What to do. Extend the Pixeltable tutorial on computed columns that follows, continuing from its final line rather than from the data placed after it.

Extract to read.
┌──

Computed Columns
Pixeltable Fundamentals
Section 2: Computed Columns
Welcome to Section 2 of the Pixeltable Fundamentals tutorial, Computed Columns.
In the previous section, Tables and Data Operations, we learned how to create tables, populate them with data, and query and manipulate their contents. In this section, we'll introduce one of Pixeltable's most essential and powerful concepts: computed columns. We'll learn how to:
- Add computed columns to a table
- Use computed columns for complex operations such as image processing and model inference
If you are running this tutorial in Colab:
In order to make the tutorial run a bit snappier, let's switch to a GPU-equipped instance for this Colab session. To do that, click on the Runtime -> Change runtime type
menu item at the top, then select the GPU
radio button and click on Save
.
Next, let's ensure the Pixeltable library is installed in your environment, along with the Huggingface transformers
library, which we'll need for this tutorial section.
%pip install -qU pixeltable torch transformers
Computed Columns
Let's start with a simple example that illustrates the basic concepts behind computed columns. We'll use a table of world population data for our example. Remember that you can import datasets into a Pixeltable table by providing a URL or file path to pxt.io.import_csv()
.
import pixeltable as pxt
pxt.drop_dir('fundamentals', force=True)
pxt.create_dir('fundamentals')
pop_t = pxt.io.import_csv(
'fundamentals.population',
'https://github.com/pixeltable/pixeltable/raw/main/docs/source/data/world-population-data.csv'
)
Connected to Pixeltable database at: postgresql+psycopg://postgres:@/pixeltable?host=/Users/asiegel/.pixeltable/pgdata
Created directory `fundamentals`.
Created table `population`.
Inserting rows into `population`: 234 rows [00:00, 18059.27 rows/s]
Inserted 234 rows with 0 errors.
Also recall that pop_t.head()

└──

Entries shown.

┌──

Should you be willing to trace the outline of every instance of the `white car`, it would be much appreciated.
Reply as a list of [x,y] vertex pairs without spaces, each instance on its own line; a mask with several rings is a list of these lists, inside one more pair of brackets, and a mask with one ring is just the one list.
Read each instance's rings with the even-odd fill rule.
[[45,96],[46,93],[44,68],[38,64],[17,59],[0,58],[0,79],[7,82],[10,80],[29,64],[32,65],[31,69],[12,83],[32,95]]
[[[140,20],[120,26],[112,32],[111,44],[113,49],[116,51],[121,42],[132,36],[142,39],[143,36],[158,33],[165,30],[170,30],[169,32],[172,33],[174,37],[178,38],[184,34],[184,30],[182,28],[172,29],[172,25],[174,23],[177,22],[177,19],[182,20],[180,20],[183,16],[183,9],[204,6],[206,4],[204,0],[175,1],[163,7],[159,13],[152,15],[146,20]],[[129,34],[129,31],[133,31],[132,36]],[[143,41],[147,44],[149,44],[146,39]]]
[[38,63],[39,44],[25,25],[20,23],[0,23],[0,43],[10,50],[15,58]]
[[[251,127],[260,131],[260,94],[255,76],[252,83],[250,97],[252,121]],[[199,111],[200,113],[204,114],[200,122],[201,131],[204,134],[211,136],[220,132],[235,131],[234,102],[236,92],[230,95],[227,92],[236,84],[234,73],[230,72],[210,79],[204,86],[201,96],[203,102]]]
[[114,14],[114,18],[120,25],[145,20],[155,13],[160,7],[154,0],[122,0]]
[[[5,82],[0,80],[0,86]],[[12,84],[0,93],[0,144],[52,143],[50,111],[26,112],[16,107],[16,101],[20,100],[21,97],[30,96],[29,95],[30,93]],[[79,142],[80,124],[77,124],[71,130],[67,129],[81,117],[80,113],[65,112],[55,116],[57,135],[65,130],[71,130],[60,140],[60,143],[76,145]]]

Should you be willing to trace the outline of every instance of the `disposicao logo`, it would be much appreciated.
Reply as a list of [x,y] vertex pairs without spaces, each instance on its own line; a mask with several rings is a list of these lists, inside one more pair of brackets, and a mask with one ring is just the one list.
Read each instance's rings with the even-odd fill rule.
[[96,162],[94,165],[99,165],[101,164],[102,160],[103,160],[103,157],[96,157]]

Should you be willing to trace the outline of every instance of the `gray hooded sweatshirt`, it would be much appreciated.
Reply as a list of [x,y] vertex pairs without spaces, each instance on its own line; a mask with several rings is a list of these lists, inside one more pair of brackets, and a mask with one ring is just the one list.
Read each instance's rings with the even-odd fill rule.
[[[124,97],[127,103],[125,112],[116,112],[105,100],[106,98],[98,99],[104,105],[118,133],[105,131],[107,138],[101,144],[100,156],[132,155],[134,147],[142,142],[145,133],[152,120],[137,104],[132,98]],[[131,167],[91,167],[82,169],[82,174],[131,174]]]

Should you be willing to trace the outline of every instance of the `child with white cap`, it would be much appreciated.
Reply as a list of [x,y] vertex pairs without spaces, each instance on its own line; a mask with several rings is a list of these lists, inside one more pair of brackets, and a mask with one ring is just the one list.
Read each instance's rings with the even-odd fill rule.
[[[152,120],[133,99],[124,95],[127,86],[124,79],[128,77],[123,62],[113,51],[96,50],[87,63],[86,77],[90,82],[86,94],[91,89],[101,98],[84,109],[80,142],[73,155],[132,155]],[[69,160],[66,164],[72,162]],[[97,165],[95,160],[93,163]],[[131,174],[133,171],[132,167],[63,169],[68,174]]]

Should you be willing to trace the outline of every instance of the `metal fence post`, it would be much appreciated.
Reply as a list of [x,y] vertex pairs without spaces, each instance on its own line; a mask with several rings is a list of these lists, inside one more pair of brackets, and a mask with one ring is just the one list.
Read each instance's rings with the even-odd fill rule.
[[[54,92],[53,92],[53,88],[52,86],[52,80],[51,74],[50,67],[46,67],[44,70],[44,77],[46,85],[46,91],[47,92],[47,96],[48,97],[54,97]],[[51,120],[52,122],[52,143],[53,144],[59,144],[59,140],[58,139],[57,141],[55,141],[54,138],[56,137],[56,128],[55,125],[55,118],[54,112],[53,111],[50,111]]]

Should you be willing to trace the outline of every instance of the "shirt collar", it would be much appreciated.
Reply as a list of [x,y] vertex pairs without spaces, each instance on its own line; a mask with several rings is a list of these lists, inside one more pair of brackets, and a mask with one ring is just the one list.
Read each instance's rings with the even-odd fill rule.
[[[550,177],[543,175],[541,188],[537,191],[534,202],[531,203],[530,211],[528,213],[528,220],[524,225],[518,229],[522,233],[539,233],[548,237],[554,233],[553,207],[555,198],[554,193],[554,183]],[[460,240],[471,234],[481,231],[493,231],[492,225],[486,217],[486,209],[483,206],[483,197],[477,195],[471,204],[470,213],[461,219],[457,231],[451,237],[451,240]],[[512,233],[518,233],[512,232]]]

└──
┌──

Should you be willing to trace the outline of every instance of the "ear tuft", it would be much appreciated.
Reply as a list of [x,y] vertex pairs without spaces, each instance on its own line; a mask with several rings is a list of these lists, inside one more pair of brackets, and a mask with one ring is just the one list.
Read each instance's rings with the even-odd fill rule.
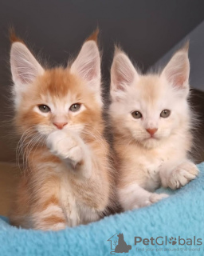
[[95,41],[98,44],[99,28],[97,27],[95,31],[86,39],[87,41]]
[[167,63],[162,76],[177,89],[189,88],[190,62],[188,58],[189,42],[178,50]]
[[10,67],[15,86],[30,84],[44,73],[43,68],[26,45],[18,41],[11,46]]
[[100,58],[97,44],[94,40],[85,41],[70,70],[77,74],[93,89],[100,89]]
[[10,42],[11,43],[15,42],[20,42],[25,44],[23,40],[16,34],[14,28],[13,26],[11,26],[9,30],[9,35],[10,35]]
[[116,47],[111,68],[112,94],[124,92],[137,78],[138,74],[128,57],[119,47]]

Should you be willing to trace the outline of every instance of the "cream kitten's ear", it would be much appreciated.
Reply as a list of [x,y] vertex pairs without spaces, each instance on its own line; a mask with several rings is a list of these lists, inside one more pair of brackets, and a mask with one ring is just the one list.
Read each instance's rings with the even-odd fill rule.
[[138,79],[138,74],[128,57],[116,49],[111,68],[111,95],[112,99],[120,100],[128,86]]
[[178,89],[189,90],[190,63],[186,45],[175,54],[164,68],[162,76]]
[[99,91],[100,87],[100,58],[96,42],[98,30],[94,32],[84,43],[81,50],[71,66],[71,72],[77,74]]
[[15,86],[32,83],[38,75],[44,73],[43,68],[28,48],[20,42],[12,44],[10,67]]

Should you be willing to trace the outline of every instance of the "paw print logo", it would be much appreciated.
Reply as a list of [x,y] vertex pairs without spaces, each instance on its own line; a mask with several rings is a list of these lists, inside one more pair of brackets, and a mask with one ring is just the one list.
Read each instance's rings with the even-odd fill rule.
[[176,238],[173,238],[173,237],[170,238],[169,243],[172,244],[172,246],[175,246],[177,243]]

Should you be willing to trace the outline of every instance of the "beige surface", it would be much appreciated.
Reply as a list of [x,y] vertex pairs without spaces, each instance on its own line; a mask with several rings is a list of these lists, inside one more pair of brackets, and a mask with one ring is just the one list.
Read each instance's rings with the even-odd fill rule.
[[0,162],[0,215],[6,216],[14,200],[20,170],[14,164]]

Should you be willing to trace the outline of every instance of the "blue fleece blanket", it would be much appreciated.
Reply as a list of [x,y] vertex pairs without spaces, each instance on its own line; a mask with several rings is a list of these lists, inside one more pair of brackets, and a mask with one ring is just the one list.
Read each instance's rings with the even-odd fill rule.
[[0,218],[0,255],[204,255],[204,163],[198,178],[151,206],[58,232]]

└──
┌──

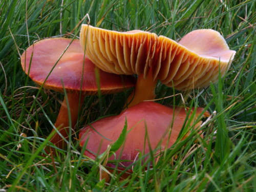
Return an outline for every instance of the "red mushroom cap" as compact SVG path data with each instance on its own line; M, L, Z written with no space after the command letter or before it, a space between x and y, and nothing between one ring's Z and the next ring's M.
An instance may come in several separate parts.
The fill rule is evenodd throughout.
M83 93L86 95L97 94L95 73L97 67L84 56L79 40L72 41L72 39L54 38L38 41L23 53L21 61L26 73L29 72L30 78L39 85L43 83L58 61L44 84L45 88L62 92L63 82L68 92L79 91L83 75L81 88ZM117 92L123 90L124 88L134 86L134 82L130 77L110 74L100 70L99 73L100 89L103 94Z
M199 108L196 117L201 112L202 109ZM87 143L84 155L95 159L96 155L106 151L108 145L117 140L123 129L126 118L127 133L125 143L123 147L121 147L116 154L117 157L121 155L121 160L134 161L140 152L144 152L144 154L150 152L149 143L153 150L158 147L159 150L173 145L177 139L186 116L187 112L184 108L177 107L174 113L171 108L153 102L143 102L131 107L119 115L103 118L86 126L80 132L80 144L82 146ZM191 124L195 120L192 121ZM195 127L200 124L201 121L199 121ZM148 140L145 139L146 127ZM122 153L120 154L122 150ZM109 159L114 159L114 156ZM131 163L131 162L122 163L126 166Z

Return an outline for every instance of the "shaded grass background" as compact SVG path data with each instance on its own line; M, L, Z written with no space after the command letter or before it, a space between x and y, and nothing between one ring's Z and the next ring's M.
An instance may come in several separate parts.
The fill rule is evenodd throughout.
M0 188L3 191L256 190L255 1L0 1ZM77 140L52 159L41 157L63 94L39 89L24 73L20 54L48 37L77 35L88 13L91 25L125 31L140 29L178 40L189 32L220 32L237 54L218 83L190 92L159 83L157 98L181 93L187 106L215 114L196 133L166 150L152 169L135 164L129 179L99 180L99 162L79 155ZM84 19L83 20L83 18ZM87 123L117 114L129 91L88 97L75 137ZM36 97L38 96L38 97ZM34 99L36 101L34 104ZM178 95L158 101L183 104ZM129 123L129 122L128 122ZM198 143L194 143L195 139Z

└──

Right answer.
returns the first few rows of a table, and typing the table name pop_t
by itself gives the schema.
pop_t.head(5)
cca3 | country | continent | pop_2023 | pop_2022 | pop_2000 | area__km__ |
---|---|---|---|---|---|---|
IND | India | Asia | 1428627663 | 1417173173 | 1059633675 | 3287590. |
CHN | China | Asia | 1425671352 | 1425887337 | 1264099069 | 9706961. |
USA | United States | North America | 339996563 | 338289857 | 282398554 | 9372610. |
IDN | Indonesia | Asia | 277534122 | 275501339 | 214072421 | 1904569. |
PAK | Pakistan | Asia | 240485658 | 235824862 | 154369924 | 881912. |
pop_t
Column Name | Type | Computed With |
---|---|---|
cca3 | string | |
country | string | |
continent | string | |
pop_2023 | int | |
pop_2022 | int | |
pop_2000 | int | |
area__km__ | float |
Now let's suppose we want to add a new column for the year-over-year population change from 2022 to 2023. In the previous tutorial section, Tables and Data Operations, we saw how one might select()
such a quantity into a Pixeltable DataFrame
, giving it the name yoy_change
(year-over-year change):
pop_t.select(pop_t.country, yoy_change=(pop_t.pop_2023 - pop_t.pop_2022)).head(5)
country | yoy_change |
---|---|
India | 11454490 |
China | -215985 |
United States | 1706706 |
Indonesia | 2032783 |
Pakistan | 4660796 |
A computed column is a way of turning such a selection into a new, permanent column of the table. Here's how it works:
pop_t.add_column(yoy_change=(pop_t.pop_2023 - pop_t.pop_2022))
Added 234 column values with 0 errors.
UpdateStatus(num_rows=234, num_computed_values=234, num_excs=0, updated_cols=[], cols_with_excs=[])
As soon as the column is added, Pixeltable will (by default) automatically compute its value for all rows in the table, storing the results in the new column. If we now inspect the schema of pop_t
, we see the new column and its definition.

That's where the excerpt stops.